Start of EXERCISE MATERIAL

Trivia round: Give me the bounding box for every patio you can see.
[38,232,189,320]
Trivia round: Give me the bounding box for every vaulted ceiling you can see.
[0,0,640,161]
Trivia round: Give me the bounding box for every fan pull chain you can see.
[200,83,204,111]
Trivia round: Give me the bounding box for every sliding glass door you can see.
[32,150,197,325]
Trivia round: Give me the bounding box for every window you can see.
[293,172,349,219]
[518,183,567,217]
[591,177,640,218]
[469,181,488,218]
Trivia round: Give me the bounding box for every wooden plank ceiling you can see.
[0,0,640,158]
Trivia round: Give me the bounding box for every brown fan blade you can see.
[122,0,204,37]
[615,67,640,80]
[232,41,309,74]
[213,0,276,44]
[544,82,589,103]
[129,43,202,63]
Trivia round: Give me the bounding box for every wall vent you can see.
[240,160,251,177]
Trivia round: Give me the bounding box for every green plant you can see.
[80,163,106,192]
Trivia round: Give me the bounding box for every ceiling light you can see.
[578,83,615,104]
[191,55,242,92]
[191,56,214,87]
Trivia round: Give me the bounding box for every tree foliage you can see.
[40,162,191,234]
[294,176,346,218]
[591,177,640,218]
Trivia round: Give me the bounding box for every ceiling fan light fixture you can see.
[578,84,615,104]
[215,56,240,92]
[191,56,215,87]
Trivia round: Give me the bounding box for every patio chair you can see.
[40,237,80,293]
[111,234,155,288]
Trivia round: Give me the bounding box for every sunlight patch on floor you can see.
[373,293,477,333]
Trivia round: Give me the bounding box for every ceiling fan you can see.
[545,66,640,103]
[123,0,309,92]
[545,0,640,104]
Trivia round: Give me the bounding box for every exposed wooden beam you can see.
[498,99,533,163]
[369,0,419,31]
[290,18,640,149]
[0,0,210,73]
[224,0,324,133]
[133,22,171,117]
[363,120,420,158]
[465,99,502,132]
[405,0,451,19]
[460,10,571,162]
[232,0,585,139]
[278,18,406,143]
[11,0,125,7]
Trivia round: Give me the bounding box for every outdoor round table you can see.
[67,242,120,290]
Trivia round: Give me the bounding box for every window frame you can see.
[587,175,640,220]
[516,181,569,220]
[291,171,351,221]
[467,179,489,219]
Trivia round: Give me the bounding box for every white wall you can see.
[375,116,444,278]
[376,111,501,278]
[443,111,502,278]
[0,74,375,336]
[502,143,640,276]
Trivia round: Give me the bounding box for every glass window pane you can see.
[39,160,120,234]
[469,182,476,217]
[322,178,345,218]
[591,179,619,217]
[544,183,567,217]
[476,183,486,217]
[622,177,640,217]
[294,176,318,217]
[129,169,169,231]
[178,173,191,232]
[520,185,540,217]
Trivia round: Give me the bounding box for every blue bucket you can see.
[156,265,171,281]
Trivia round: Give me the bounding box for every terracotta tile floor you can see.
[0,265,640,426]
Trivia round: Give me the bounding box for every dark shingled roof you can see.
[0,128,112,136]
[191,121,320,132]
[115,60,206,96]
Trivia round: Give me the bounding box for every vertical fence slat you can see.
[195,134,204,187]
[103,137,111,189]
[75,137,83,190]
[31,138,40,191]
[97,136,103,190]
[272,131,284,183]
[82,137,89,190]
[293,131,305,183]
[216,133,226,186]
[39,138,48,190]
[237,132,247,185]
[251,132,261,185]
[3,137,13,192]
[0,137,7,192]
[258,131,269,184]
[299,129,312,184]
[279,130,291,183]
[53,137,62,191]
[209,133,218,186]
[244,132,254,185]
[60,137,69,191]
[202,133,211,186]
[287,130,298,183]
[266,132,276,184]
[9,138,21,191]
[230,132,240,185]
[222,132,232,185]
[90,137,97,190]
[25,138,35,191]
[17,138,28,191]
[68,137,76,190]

End of EXERCISE MATERIAL

■ SHORT TASK
Please copy every line above word for word, without changing anything.

■ RESULT FOR THIS TASK
Trivia round: Give me the bounding box for every patio you can see.
[38,232,189,320]
Trivia round: Give me the bounding box for every vaulted ceiling you can see.
[0,0,640,161]
Trivia round: Give me the bounding box for every fan pull chain you can see.
[200,83,204,111]
Trivia round: Give me the bounding box for every sliding glass door you can see.
[32,150,197,325]
Trivia round: Give me the bounding box for every window you can see.
[293,172,349,219]
[518,183,567,217]
[591,177,640,218]
[469,181,488,218]
Trivia round: Give me the bounding box for every wooden plank ceiling you can see.
[0,0,640,158]
Trivia round: Give me the bounding box for every brown fan blade you can see.
[122,0,204,37]
[615,67,640,80]
[232,41,309,74]
[213,0,276,44]
[544,82,589,103]
[129,43,202,63]
Trivia round: Give me the bounding box for every wall vent you can see.
[240,160,251,177]
Trivia round: Give me the bounding box for every green plant you can see.
[80,163,106,192]
Trivia round: Give me the bounding box for every ceiling light you can see.
[578,83,615,104]
[191,55,242,92]
[191,56,214,87]
Trivia round: Give me the bounding box for every tree foliage you can see.
[40,162,191,234]
[294,176,346,218]
[591,177,640,218]
Trivia round: Give me the bounding box for every ceiling fan light fixture you can see.
[578,84,615,104]
[215,56,240,92]
[191,56,215,87]
Trivia round: Give me the bounding box for every patio chair you can see.
[40,237,80,293]
[111,234,155,288]
Trivia round: Give me the bounding box for every sunlight patch on floor you can see.
[373,293,477,333]
Trivia round: Give me the bounding box for every ceiling fan you can see.
[545,66,640,103]
[123,0,309,92]
[545,0,640,104]
Trivia round: Give me the bounding box for every exposed wooden beam you can see.
[498,99,533,163]
[369,0,419,31]
[290,18,640,149]
[0,0,210,73]
[224,0,324,133]
[133,22,171,117]
[363,120,420,158]
[465,99,502,132]
[405,0,451,19]
[460,10,571,162]
[232,0,585,139]
[278,18,406,143]
[11,0,125,7]
Trivia round: Give me the bounding box for every outdoor round table you can see.
[67,242,120,290]
Trivia round: Give me the bounding box for every window frame you can see.
[587,175,640,220]
[516,181,569,220]
[291,171,351,221]
[467,179,489,219]
Trivia round: Give me the bounding box for every white wall you can see.
[375,116,444,278]
[376,111,501,278]
[443,111,502,278]
[0,74,375,336]
[502,143,640,276]
Trivia round: Give me the bounding box for every glass window pane you can see.
[39,160,120,234]
[469,182,476,217]
[322,178,345,218]
[591,179,619,217]
[544,183,567,217]
[476,183,486,217]
[622,177,640,217]
[294,176,318,217]
[129,169,169,231]
[178,173,191,232]
[520,185,540,217]
Trivia round: Give me the bounding box for every blue bucket you can see.
[156,265,171,281]
Trivia round: Give me the bounding box for every terracotta tile floor you can see.
[0,265,640,426]
Trivia round: Give me the bounding box for every dark shingled roof you can see.
[0,128,112,136]
[191,121,320,132]
[115,60,206,96]
Trivia round: Give me the bounding box for every vertical fence slat you can see.
[195,134,204,187]
[103,137,111,189]
[75,137,83,190]
[31,138,40,191]
[97,136,103,190]
[272,131,284,183]
[82,137,89,190]
[293,131,305,183]
[216,133,226,186]
[39,138,48,190]
[237,132,247,185]
[251,132,261,185]
[3,137,13,192]
[0,137,7,192]
[258,131,269,184]
[299,129,312,184]
[279,130,291,183]
[53,137,62,191]
[209,133,218,186]
[244,132,254,185]
[60,137,69,191]
[202,133,211,186]
[287,130,298,183]
[266,132,276,184]
[9,138,21,191]
[230,132,240,185]
[222,132,232,185]
[90,137,97,190]
[25,138,35,191]
[17,138,28,191]
[68,137,76,190]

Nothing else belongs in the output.